Entries supplied start

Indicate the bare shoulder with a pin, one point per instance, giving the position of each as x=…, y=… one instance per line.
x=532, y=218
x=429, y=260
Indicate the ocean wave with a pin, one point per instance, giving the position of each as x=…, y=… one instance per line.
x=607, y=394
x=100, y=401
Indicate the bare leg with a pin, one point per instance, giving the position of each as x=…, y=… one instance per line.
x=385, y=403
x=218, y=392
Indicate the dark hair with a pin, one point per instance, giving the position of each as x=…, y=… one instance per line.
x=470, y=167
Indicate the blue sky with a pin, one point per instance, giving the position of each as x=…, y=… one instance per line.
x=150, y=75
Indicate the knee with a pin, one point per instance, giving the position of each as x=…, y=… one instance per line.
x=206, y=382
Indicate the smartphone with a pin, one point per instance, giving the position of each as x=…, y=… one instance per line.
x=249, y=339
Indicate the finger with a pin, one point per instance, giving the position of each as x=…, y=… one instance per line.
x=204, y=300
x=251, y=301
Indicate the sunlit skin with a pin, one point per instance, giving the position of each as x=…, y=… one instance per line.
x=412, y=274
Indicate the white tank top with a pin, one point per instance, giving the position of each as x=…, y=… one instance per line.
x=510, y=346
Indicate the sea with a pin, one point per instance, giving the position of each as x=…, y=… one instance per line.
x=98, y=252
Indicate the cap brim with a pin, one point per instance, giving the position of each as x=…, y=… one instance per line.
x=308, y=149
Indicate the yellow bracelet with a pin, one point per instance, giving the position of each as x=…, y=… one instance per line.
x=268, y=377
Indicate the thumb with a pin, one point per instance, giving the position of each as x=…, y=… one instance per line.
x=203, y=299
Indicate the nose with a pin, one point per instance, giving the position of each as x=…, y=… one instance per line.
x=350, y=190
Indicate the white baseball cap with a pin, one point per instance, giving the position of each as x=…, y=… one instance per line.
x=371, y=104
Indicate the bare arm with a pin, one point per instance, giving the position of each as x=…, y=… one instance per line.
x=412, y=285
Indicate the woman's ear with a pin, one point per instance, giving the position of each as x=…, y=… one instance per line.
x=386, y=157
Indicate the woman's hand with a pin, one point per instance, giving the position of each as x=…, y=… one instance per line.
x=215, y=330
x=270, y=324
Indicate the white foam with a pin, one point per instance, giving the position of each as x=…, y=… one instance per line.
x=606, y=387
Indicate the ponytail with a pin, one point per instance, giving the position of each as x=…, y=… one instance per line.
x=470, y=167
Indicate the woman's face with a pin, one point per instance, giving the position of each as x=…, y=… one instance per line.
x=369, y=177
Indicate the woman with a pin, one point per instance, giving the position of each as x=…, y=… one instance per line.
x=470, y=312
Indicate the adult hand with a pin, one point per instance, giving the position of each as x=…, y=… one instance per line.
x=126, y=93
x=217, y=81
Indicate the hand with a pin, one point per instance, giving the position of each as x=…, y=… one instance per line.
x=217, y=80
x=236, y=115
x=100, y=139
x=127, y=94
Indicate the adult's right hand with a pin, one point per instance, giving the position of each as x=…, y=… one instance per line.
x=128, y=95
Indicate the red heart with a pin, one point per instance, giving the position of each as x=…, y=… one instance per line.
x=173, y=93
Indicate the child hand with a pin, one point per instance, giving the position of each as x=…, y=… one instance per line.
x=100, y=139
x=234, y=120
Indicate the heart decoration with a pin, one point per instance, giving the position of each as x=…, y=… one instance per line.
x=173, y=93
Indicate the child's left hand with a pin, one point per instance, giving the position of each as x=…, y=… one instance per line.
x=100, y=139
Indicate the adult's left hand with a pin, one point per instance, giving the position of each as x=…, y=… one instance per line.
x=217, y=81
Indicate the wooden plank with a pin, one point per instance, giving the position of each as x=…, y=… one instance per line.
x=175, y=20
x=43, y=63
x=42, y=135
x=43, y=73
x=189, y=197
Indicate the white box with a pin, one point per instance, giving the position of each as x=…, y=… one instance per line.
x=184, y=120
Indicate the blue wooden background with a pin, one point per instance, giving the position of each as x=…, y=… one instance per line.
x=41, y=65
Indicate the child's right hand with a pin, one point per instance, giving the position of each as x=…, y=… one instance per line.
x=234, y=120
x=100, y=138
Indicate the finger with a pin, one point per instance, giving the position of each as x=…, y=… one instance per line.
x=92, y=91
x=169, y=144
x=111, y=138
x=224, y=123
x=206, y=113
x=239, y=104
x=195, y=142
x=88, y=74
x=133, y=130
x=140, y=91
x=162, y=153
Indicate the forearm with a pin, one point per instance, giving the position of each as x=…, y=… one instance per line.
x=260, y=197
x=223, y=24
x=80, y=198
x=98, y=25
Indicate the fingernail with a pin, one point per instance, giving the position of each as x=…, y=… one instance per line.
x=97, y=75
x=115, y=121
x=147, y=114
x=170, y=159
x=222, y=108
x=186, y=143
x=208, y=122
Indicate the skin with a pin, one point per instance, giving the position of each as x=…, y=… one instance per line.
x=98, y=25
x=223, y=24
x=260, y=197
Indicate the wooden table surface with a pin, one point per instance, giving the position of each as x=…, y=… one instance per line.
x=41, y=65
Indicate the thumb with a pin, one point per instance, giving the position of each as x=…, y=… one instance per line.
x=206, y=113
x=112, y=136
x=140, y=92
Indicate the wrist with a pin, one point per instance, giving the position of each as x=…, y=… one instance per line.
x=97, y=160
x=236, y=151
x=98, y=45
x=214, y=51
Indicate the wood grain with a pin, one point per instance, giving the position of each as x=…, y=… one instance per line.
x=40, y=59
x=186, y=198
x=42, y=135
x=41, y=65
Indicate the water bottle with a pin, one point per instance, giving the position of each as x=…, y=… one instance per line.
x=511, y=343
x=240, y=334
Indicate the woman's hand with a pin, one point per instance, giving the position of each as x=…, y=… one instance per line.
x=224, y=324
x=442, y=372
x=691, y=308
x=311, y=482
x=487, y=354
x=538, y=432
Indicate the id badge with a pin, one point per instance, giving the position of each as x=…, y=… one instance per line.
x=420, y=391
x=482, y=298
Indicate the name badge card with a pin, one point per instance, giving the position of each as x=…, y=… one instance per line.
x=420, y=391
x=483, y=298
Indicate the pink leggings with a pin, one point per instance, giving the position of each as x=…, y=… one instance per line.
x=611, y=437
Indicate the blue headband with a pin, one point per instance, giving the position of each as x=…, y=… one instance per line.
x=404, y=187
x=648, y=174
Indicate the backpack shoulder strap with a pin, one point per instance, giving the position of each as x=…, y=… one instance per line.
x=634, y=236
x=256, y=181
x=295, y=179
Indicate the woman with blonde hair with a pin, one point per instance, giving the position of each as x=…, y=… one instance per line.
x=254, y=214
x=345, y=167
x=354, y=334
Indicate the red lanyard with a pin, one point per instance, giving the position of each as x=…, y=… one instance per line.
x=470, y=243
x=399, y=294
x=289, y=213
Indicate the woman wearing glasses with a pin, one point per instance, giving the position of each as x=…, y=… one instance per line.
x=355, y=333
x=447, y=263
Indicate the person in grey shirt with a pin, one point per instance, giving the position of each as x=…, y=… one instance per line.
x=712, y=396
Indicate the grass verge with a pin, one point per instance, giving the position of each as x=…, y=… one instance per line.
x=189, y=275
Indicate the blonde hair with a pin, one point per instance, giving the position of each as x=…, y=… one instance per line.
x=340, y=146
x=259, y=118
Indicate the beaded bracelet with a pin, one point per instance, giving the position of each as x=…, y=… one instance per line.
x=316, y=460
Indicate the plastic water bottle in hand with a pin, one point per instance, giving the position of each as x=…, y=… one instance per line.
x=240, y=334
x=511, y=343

Entries supplied end

What you should do - Write out all of the entries above word for word, keeping every line unchanged and in its original order.

Solution -
Indicate the bare shoulder with a pin, one point per instance, giving the position of each as x=…, y=… one instance per line.
x=532, y=218
x=429, y=260
Indicate the ocean wave with a pin, one point per instance, giving the position of each as x=…, y=… one instance per line.
x=607, y=394
x=100, y=401
Indicate the bare leg with a pin, one point per instance, giving the position of each as x=…, y=… one instance per line.
x=385, y=403
x=218, y=392
Indicate the dark hair with a pin, one point per instance, giving the position of each as x=…, y=… one instance per line.
x=470, y=167
Indicate the blue sky with a pin, one point per instance, giving the position of each as x=…, y=… one instance per line.
x=150, y=75
Indicate the knee with a pin, one point per instance, giving the position of each as x=…, y=… one instance per line.
x=206, y=382
Indicate the smartphone with a pin, one point per instance, giving the position of each as x=…, y=… one instance per line.
x=249, y=339
Indicate the finger with a pin, one point per instance, giving the position of each as x=…, y=… one instance per line.
x=204, y=300
x=251, y=301
Indicate the sunlit skin with a pin, one point per instance, giving the position of each as x=…, y=… one instance per line.
x=412, y=274
Indicate the white tank top with a pin, one point per instance, giving the position of each as x=…, y=… one instance per line.
x=510, y=346
Indicate the sea with a pin, one point per instance, giving the position of each as x=…, y=… one instance per line.
x=98, y=252
Indicate the cap brim with a pin, one point per instance, giving the position of each as x=…, y=… one instance per line.
x=308, y=149
Indicate the yellow bracelet with a pin, one point per instance, giving the position of each as x=…, y=… one instance per line.
x=268, y=377
Indicate the thumb with a pin, one point per instance, giving the position of each as x=…, y=… one instance per line.
x=203, y=299
Indicate the nose with a pin, one point per instance, giving the position of each as x=…, y=… one instance per line.
x=350, y=190
Indicate the white baseball cap with a pin, one point per instance, giving the position of each as x=…, y=… one instance per line.
x=371, y=104
Indicate the bare arm with a pin, one point per instance, giving the position of each as x=…, y=… one instance per line.
x=412, y=285
Indicate the woman's ear with a pin, one point per instance, giving the position of each as x=…, y=… one instance per line.
x=386, y=157
Indicate the woman's hand with a pin, one point per instance, giving the position of each as x=…, y=… one instance per line.
x=215, y=330
x=270, y=324
Indicate the white foam with a pin, one point per instance, giving the position of each as x=…, y=… one instance per line.
x=606, y=387
Indicate the ponytail with a pin, one point per instance, giving the position of each as x=…, y=… one instance per line.
x=470, y=167
Indicate the woman's face with a pin, one point per instance, giving the position of each as x=…, y=… one instance per line.
x=369, y=177
Indicate the woman with a pin, one point per instance, giving the position of each as x=…, y=… one instance per line.
x=470, y=312
Indicate the adult hand with a pin, one point per instance, giving the position of each as x=…, y=… one instance per line.
x=126, y=93
x=217, y=81
Indicate the hand with a pin, one point per instance, giving the position of each as x=…, y=… one instance per line.
x=217, y=80
x=236, y=115
x=100, y=139
x=127, y=94
Indicate the adult's right hand with a pin, one point per instance, giving the position of each as x=…, y=… one instance per line.
x=128, y=95
Indicate the red heart with a pin, one point per instance, giving the position of each as x=…, y=… one instance per line.
x=173, y=93
Indicate the child hand with a pin, one point per instance, giving the position of each as x=…, y=… one instance per line.
x=100, y=139
x=234, y=120
Indicate the heart decoration with a pin, one point per instance, giving the position of each as x=…, y=… one instance per line.
x=173, y=93
Indicate the child's left hand with a pin, one point per instance, giving the position of each as x=…, y=… one instance per line.
x=100, y=139
Indicate the adult's left hand with a pin, one point per instance, giving the position of each as x=…, y=… one instance per line.
x=217, y=81
Indicate the wooden plank with a pin, one point per instance, giving the position of each as x=…, y=… one instance per line.
x=175, y=20
x=43, y=63
x=42, y=135
x=43, y=73
x=189, y=197
Indicate the white box with a pin, one point per instance, giving the position of each as x=…, y=… one instance per line.
x=184, y=120
Indicate the blue wooden background with a pin, one point per instance, giving the position of each as x=…, y=… one instance per line.
x=41, y=65
Indicate the child's right hand with a pin, one point per instance, giving the position of each as x=…, y=… one instance per line.
x=234, y=120
x=100, y=138
Indicate the finger with a pin, one point per instance, giving the position of each as x=…, y=… one instance per line.
x=92, y=91
x=169, y=144
x=111, y=138
x=224, y=123
x=206, y=113
x=239, y=104
x=195, y=142
x=88, y=74
x=133, y=130
x=140, y=91
x=162, y=153
Indicate the forearm with a pin, one point per instance, giving the position of each as x=…, y=… one instance per line.
x=260, y=197
x=223, y=24
x=80, y=198
x=98, y=25
Indicate the fingernail with a pin, one point per instance, giving the position of each as x=…, y=… one instance per line.
x=97, y=75
x=115, y=121
x=147, y=114
x=170, y=159
x=222, y=108
x=186, y=143
x=208, y=122
Indicate the skin with a pin, one point per instance, giving the position of each as x=…, y=… one instance per line.
x=98, y=25
x=223, y=24
x=260, y=197
Indicate the wooden table surface with a pin, one point per instance, giving the position of each as x=…, y=… one instance per line.
x=41, y=65
Indicate the thumb with a pin, one point per instance, giving the position of each as x=…, y=… one instance per line.
x=206, y=113
x=112, y=136
x=140, y=92
Indicate the wrist with a pin, one point per instance, giving the position of each as x=…, y=… one instance per line.
x=97, y=160
x=236, y=151
x=98, y=45
x=214, y=51
Indicate the wood grain with a pin, one point per instance, giving the position of each as x=…, y=… one instance per line.
x=40, y=59
x=186, y=198
x=42, y=135
x=41, y=65
Indicate the water bottle with a pin, one point per instance, giving the position of each as x=…, y=… one instance per line.
x=511, y=343
x=240, y=334
Indicate the woman's hand with a pin, one point per instance, giving the position of each as x=…, y=… one instance per line.
x=224, y=324
x=442, y=372
x=691, y=308
x=311, y=482
x=487, y=354
x=538, y=432
Indicate the id badge with a pin, one point per instance, giving the position of each as x=…, y=… one instance per line.
x=420, y=391
x=482, y=298
Indicate the name badge card with a pin, one point per instance, giving the position of each as x=…, y=… one instance per line.
x=420, y=391
x=483, y=298
Indicate the pink leggings with a pin, one point per instance, giving the position of each as x=…, y=… one instance per line.
x=611, y=437
Indicate the blue headband with a pin, one point per instance, giving the position of each as x=…, y=… one instance per line.
x=404, y=187
x=648, y=174
Indicate the backpack shoulder strap with a pin, one point per instance, giving the position of each as x=…, y=… one instance per line.
x=634, y=236
x=256, y=181
x=295, y=179
Indicate the woman with blonde hair with a pin, one point per instance, giving the position of each as x=…, y=… one instance per line.
x=254, y=214
x=345, y=167
x=354, y=334
Indicate the red lanyard with a pin, one point per instance, giving the position of each as x=…, y=… one instance per line.
x=470, y=243
x=399, y=294
x=289, y=213
Indicate the woman wearing glasses with a pin, one point per instance, giving the position of each as x=…, y=… one instance per line.
x=355, y=333
x=447, y=263
Indicate the person in grey shirt with a pin, one point per instance, giving the position of each as x=…, y=… one instance per line.
x=712, y=396
Indicate the grass verge with a pin, one point per instance, giving the position of each as x=…, y=… one instance per line.
x=189, y=275
Indicate the blonde hair with a pin, one point per instance, giving the position of each as x=…, y=… one instance per line.
x=340, y=146
x=259, y=118
Indicate the beaded bracelet with a pin, one point per instance, giving the position of each as x=…, y=… one instance per line.
x=316, y=460
Indicate the plastic water bottle in hand with a pin, one point per instance, giving the position of each as x=…, y=… one instance per line.
x=240, y=334
x=511, y=343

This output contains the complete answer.